Text provided:
* * * * * * * * *
Our self-help Q&A columnist Athena Lazarides is a qualified psychologist and the author of You’ve Got This. She’s on a mission to help you clarify, heal and embrace your life.
This week, she received a question from Stacey. See what she wanted help with:
Hi Athena, I have been in a relationship for three years. It has been a long road – we have grown and overcome a lot of situations together, and learnt a lot about each other. In the beginning I was so happy and in love; now I feel mellow. I sometimes feel as though I do not love my partner. Don’t get me wrong – he’s great! He’s also more supportive now compared to the beginning of our relationship. The worst part for me is being intimate. I’m just not fully engaged. We’re planning a life together but I’m not so sure I want to get married. What do I do? Do I leave our relationship or work on it?
* * * * * * * * *
[Stored items]
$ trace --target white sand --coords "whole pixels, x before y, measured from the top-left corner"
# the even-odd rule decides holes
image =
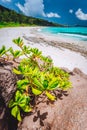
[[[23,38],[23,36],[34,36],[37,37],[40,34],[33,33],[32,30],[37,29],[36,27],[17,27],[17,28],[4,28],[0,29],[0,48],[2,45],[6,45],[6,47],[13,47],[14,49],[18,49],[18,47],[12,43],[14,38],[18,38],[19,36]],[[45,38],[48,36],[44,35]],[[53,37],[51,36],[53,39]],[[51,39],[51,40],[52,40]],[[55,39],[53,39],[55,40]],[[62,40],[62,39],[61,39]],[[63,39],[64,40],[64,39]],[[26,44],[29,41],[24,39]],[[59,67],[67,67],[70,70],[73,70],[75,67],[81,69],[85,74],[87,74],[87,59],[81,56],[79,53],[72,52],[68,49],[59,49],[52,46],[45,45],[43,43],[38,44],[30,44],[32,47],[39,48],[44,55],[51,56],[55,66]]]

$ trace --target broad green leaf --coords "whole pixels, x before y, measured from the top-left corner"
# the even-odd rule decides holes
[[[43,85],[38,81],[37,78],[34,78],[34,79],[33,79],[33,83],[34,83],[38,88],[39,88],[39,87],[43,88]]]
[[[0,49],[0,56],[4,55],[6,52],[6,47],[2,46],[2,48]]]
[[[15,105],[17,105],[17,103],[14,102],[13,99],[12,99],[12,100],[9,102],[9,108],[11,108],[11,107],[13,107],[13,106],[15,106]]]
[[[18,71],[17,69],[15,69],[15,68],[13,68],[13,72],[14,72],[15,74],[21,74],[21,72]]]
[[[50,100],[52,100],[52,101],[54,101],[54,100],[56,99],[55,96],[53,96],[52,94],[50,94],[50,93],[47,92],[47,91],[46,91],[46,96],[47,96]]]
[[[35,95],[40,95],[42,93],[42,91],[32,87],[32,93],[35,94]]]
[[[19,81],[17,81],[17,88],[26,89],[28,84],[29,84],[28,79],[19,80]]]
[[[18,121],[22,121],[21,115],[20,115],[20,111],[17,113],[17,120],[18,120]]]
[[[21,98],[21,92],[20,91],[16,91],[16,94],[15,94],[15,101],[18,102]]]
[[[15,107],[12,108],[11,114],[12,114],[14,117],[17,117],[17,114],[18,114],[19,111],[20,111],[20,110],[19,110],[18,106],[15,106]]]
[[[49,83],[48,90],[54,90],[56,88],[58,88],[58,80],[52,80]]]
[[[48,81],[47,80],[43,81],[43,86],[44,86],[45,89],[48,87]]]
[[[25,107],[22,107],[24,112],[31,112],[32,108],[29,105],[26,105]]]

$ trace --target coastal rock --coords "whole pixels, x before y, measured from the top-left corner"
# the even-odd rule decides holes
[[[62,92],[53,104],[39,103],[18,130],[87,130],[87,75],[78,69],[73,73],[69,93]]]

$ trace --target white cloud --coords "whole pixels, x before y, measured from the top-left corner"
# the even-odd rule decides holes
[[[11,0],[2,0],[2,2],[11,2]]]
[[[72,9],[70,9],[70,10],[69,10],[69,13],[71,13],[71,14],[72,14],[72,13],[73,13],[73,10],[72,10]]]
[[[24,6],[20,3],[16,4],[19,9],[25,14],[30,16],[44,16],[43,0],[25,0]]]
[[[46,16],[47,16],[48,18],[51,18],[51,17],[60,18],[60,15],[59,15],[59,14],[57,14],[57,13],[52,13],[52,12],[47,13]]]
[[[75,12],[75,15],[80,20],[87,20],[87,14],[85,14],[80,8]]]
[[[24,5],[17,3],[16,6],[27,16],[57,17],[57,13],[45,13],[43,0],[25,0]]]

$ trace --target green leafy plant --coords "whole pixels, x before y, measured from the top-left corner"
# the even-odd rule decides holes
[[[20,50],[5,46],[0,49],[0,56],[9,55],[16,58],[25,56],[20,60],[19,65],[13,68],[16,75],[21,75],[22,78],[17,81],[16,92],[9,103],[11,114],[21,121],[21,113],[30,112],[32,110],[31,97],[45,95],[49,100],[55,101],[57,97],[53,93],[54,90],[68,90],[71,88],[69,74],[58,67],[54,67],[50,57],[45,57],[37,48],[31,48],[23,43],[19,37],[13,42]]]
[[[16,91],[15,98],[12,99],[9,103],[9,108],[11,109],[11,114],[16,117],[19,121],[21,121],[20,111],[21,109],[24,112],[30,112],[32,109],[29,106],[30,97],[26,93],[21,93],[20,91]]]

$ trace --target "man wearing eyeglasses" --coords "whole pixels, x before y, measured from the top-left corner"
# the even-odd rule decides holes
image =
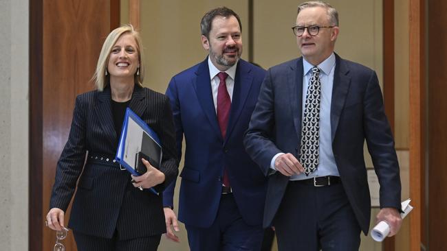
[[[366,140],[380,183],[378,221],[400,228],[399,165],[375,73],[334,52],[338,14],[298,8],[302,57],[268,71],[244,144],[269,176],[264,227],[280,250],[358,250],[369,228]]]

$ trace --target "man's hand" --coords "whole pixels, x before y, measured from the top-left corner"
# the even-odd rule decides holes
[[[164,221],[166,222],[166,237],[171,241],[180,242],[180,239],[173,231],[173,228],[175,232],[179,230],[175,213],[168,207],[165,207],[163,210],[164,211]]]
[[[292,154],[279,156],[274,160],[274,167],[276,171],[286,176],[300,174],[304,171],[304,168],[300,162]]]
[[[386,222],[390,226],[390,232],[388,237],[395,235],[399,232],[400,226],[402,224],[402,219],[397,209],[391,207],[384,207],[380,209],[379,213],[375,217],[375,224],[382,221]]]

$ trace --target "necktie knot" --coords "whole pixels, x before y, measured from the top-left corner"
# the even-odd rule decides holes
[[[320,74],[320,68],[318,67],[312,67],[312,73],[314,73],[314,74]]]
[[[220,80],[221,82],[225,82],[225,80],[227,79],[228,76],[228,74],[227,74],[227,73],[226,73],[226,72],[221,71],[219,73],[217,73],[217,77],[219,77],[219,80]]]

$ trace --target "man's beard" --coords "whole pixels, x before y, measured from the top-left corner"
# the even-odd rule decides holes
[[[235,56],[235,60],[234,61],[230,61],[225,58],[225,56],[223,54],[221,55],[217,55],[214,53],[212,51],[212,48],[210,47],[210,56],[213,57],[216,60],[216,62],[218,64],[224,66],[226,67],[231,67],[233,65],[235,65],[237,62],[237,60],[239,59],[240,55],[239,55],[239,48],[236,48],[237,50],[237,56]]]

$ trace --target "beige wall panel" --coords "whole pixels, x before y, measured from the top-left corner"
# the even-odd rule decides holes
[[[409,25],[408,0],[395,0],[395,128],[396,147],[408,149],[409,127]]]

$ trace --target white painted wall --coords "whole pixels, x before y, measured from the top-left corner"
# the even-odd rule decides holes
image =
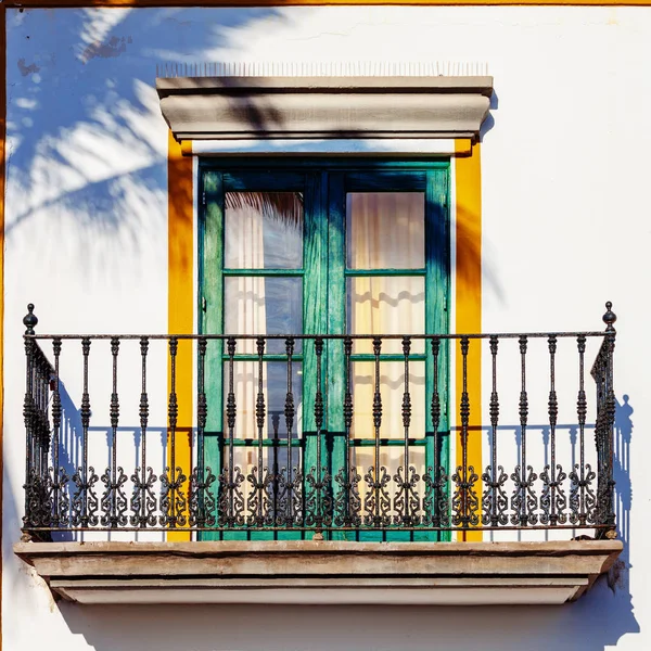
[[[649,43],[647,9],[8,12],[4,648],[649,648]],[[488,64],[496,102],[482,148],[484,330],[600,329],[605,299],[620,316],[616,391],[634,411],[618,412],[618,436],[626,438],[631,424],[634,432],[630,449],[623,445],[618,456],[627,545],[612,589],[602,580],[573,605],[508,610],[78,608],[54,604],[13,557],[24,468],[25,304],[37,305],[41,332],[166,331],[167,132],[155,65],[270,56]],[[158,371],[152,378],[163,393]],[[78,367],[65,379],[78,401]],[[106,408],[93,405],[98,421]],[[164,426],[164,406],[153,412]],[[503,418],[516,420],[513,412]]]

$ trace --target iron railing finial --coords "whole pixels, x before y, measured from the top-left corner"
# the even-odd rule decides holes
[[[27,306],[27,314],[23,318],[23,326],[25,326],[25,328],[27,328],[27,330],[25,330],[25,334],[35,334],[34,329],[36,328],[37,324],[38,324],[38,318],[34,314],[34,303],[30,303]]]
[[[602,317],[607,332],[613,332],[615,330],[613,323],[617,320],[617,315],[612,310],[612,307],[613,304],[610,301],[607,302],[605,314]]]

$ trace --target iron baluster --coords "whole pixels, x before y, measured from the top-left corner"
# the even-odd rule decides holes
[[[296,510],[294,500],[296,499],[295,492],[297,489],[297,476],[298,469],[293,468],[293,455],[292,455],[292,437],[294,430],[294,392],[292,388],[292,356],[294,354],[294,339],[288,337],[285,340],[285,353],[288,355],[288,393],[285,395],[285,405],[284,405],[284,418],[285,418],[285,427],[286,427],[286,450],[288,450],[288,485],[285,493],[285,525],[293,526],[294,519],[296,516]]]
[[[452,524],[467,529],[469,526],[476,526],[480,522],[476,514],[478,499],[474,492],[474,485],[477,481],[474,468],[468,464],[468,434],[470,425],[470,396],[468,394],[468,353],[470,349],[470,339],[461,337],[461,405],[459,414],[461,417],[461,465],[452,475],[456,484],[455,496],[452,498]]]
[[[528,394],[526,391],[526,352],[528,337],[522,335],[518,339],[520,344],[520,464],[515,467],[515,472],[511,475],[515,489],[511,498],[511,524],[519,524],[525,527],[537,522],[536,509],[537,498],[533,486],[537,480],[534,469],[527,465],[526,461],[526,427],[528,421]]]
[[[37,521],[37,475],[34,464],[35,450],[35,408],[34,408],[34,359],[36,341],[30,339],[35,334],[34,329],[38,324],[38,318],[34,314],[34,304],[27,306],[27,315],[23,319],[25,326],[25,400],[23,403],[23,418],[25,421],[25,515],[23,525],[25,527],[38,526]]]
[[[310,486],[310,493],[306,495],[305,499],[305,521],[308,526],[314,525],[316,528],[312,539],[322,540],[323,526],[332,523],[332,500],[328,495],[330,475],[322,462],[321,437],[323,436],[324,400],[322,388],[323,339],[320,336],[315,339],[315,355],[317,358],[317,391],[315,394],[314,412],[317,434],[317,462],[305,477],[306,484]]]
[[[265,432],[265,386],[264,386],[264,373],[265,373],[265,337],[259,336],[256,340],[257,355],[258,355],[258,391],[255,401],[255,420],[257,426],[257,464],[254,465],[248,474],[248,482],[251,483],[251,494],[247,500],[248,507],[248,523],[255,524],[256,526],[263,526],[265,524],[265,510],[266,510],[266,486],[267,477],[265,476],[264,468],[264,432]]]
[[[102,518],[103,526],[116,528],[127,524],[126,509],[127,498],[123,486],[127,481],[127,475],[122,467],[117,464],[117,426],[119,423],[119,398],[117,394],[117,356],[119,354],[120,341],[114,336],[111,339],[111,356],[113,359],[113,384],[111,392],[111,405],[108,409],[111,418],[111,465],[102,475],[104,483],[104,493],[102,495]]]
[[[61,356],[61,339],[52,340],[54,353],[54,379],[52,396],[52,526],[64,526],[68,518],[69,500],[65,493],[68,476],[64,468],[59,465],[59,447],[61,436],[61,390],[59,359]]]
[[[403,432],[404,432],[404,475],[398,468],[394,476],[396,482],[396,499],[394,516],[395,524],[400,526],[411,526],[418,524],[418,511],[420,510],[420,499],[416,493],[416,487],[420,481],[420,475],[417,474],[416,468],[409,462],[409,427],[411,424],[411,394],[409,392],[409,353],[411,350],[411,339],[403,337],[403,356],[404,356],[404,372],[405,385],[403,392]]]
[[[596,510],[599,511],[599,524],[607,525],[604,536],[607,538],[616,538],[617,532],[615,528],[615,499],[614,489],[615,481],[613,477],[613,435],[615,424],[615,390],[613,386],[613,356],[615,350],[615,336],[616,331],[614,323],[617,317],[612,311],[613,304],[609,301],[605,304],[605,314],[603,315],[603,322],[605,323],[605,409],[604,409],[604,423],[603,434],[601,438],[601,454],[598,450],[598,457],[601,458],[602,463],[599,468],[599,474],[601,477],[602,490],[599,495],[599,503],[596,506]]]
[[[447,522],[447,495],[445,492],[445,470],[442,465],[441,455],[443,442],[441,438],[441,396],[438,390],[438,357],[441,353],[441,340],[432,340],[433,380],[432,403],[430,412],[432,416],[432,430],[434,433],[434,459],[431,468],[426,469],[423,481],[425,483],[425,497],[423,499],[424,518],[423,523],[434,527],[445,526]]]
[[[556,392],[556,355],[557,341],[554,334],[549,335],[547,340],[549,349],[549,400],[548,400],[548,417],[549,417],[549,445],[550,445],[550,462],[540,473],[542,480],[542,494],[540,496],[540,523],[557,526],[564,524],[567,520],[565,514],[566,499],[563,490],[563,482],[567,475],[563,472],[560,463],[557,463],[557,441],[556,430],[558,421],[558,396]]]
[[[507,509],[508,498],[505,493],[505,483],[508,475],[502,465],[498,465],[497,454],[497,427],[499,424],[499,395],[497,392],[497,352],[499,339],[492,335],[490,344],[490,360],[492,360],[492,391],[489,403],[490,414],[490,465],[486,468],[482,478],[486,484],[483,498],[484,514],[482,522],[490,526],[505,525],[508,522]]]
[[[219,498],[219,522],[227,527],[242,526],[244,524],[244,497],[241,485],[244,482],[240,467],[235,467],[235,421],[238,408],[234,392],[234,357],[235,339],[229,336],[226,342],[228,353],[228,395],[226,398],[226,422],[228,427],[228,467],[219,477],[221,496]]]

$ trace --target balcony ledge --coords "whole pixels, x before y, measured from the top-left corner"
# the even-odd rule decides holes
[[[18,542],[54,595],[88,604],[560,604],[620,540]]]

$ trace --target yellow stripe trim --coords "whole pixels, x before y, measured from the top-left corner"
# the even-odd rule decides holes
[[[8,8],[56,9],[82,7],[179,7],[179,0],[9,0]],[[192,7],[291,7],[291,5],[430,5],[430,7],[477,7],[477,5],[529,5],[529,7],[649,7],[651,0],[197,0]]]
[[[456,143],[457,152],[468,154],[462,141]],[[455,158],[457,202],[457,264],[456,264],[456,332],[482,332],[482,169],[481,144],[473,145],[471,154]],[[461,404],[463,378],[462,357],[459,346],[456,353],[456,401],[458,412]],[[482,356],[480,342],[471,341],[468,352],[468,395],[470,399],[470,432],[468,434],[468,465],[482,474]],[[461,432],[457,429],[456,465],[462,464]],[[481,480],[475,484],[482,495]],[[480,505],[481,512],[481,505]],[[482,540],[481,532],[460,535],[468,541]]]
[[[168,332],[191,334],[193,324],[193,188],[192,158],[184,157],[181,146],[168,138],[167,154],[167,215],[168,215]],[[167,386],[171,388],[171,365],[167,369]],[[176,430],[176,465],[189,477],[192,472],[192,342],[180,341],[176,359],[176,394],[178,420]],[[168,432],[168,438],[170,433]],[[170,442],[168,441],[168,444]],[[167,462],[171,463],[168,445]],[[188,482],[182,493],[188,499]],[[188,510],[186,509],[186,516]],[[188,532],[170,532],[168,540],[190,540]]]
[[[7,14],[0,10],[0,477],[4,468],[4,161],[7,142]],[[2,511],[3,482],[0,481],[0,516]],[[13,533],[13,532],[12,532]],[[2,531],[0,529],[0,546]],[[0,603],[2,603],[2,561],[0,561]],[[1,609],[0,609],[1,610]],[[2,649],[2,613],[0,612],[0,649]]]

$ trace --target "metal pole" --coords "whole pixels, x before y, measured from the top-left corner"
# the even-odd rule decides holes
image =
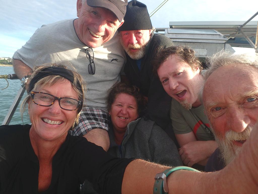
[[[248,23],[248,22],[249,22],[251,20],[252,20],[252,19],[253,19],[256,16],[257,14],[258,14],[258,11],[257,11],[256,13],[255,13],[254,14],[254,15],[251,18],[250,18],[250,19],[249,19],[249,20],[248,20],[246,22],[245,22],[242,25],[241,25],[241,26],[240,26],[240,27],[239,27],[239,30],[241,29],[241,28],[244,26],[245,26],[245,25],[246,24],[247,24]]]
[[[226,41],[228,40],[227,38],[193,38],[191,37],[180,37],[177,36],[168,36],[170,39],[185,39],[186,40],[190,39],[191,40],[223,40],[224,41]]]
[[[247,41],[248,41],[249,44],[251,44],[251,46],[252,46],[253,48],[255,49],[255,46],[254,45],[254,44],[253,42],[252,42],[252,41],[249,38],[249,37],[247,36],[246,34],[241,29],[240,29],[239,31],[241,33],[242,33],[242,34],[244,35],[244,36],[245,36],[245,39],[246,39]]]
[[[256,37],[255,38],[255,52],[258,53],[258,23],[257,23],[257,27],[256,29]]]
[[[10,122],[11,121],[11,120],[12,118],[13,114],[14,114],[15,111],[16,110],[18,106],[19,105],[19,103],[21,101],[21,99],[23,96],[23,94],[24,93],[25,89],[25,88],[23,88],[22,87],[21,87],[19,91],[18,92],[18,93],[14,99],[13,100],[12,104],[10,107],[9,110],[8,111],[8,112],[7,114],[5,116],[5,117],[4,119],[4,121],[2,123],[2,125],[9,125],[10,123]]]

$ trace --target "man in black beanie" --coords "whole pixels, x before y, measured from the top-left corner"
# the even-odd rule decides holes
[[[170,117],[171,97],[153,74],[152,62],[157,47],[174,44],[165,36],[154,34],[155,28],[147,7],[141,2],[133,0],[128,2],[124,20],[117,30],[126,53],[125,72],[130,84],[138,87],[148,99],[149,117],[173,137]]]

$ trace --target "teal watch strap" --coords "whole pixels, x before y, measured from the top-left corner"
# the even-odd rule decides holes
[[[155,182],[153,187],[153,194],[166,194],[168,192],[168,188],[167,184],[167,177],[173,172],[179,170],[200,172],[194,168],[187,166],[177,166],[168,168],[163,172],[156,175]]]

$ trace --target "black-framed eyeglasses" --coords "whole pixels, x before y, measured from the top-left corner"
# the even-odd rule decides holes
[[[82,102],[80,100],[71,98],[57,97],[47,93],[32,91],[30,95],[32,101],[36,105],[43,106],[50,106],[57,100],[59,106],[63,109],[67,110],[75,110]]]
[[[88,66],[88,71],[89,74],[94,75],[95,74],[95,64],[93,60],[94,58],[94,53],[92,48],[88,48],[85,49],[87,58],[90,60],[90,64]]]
* * * * * * * * *
Task instructions:
**1.** In the advice column, copy the passage that begins at the words "This week, she" and stops after "work on it?", swapping "Stacey" for "a reader".
**2.** Condense the paragraph of the advice column that begins "Hi Athena, I have been in a relationship" into a short bulleted list that keeps its main facts.

Numbered answers:
**1.**
This week, she received a question from a reader. See what she wanted help with:
Hi Athena, I have been in a relationship for three years. It has been a long road – we have grown and overcome a lot of situations together, and learnt a lot about each other. In the beginning I was so happy and in love; now I feel mellow. I sometimes feel as though I do not love my partner. Don’t get me wrong – he’s great! He’s also more supportive now compared to the beginning of our relationship. The worst part for me is being intimate. I’m just not fully engaged. We’re planning a life together but I’m not so sure I want to get married. What do I do? Do I leave our relationship or work on it?

**2.**
- I have been in a relationship for three years, and we have grown and overcome a lot together.
- I was happy and in love at first, but now I feel mellow and sometimes feel I do not love my partner.
- He is great and more supportive now than at the start.
- The hardest part is intimacy, where I am not fully engaged.
- We are planning a life together, but I am unsure I want to get married.
- I am asking whether to leave the relationship or work on it.